*Selected passage:*

▼

In a recent e-mail I got from a friend who attended Harvard Law in the late 90’s, he asserted that when he attended law school, there was one solitary publicly-declared Republican on the entire faculty. My friend wrote:

Fried was the only professor who was known to be a Republican. Stuntz and Bebchuck were widely believed to be in the closet: Stuntz was the faculty advisor for Christian Fellowship, but he avoided partisan issues to such a degree that I believed the only explanation was a fear of being outed; Bebchuk was known to occasionally attend social Federalist Society functions.

Mary Ann Glendon and the other “conservatives” were either independents or Democrats; Rosenberg’s a borderline anarchist-libertarian who doesn’t vote. Even the faculty advisor for the Federalist Society was a Democrat (Richard Parker, a majoritarian Democrat and an all-around great guy).

My friend’s views echo complaints I’ve heard elsewhere. Nevertheless, the complaint (at least in current form) seems to be dated. A quick glance at the current HLS faculty list shows a surge in relatively recent hires with public Republican connections (job in the administration, Scalia clerkship, or both), including Jack Goldsmith, John Manning, and Adrian Vermeule. (That may not be all, either, given rumors that an offer has been extended to Eugene Volokh.)

Is Harvard Law drifting to the right? Will the day come when Republican faculty at HLS can no longer be counted on one hand, and a second (or even third?) hand is required? And most importantly, what will become of David Horowitz and the rest of the agitprop manufacturers if they are deprived of their favorite whipping boy?

Stay tuned.


 March 30, 2007 at 1:23 pm   Posted in: Law School, Politics   Print This Post Print This Post

Responses (12)

  1. David Bernstein - March 30, 2007 at 7:00 pm

    Horowitz could substitute Stanford, which on the entire faculty has Marcus Cole, and I think that’s it (and I saw he was a finalist for a deanship somewhere), or Yale, which has hired only one known Federalist (Jonathan Macey) in the past 15 years. BTW, I don’t know if he’s a “Republican” but Elhauge is pretty clearly not liberal. Kudos to Harvard for being open-minded in its hiring.

  2. Steve - March 30, 2007 at 7:15 pm

    In all fairness, there are what, 88 full-time faculty at HLS — and maybe 8 republicans? That’s hardly representative or diverse. Funny how diversity means different things to different people.

  3. Kaimi - March 30, 2007 at 7:38 pm

    Steve writes:

    “In all fairness, there are what, 88 full-time faculty at HLS — and maybe 8 republicans? That’s hardly representative or diverse. Funny how diversity means different things to different people.”

    Funny how I didn’t use either of those words (representative or diverse) in my post, did I? You’re the first one here to use either term, and you’re attacking a claim that I haven’t made.

▲

*Given material:*
▼

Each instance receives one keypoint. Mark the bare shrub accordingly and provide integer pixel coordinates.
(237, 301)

▲

*Written exercise:* In the post about Harvard Law's faculty, who was the Federalist Society's faculty advisor, according to the friend's e-mail?

*Output for this task:* Richard Parker, a majoritarian Democrat.